QUÉ SE REQUIERE: Extrae textualmente del hilo sobre Santa Rosa de Quives el fragmento que va desde "# Mi primer" hasta "(Dec 13, 2006)", con ambos extremos incluidos.

======== TEXTO EXTRAÍDO

# Mi primer aporte: Santa Rosa de Quives



## Libidito (Aug 5, 2005)

Quives...bonito fui una vez hace time, pero esta igualito......esta muy bonito....y el cuy esta deliciosooo


----------



## Ekeko (Dec 13, 2006)

Gracias por las fotos, no conocia Quives y pense que el santuario seria mas grande. El valle esta simpatico, aunque esas fotos del cuy... hno:


----------



## NAVEGADORPERU (Apr 17, 2007)

Felicidades Canelita buen trabajo.


----------



## |pRup| (Aug 5, 2007)

Buen thread...me acuerdo de haber ido a Quives en una excursion con el cole hace tiempo....En terminos generales no me gusto mucho...es que estaba un poco descuidado todo (Por ejemplo, el pozo lleno de basura) pero bueno, espero que todo eso haya mejorado o que mejore pronto. Saludos!!!

================
======== DATOS PROPORCIONADOS

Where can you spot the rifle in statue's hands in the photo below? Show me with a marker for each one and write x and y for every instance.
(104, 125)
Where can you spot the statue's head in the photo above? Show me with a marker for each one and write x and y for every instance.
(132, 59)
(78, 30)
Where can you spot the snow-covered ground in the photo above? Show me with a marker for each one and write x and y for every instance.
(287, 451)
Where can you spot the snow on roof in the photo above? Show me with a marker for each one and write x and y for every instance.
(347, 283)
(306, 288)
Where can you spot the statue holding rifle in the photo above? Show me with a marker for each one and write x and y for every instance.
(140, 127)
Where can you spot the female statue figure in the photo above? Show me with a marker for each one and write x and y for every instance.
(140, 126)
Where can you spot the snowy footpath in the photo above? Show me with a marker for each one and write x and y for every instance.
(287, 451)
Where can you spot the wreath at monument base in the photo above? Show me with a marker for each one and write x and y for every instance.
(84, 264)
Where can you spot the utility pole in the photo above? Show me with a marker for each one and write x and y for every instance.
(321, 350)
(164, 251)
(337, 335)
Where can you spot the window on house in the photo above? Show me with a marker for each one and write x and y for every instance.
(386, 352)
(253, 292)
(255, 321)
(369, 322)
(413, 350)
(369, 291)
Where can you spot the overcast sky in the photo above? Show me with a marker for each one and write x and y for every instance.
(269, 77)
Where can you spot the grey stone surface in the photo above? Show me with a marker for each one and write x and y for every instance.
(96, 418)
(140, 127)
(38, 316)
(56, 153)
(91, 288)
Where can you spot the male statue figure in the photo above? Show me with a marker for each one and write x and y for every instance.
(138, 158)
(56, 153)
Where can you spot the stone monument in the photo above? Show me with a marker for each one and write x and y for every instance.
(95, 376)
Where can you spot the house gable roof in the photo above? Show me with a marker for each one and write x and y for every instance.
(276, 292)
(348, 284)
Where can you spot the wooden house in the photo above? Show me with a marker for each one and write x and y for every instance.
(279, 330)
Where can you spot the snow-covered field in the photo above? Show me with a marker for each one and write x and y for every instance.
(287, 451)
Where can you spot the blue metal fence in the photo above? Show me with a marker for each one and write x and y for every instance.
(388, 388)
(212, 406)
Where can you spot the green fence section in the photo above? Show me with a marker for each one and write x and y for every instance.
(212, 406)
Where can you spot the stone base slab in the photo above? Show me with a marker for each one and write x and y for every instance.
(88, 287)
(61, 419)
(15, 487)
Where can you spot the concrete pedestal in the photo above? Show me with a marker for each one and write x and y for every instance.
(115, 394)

================

RESPUESTA DEL EJERCICIO:
# Mi primer aporte: Santa Rosa de Quives



## Libidito (Aug 5, 2005)

Quives...bonito fui una vez hace time, pero esta igualito......esta muy bonito....y el cuy esta deliciosooo


----------



## Ekeko (Dec 13, 2006)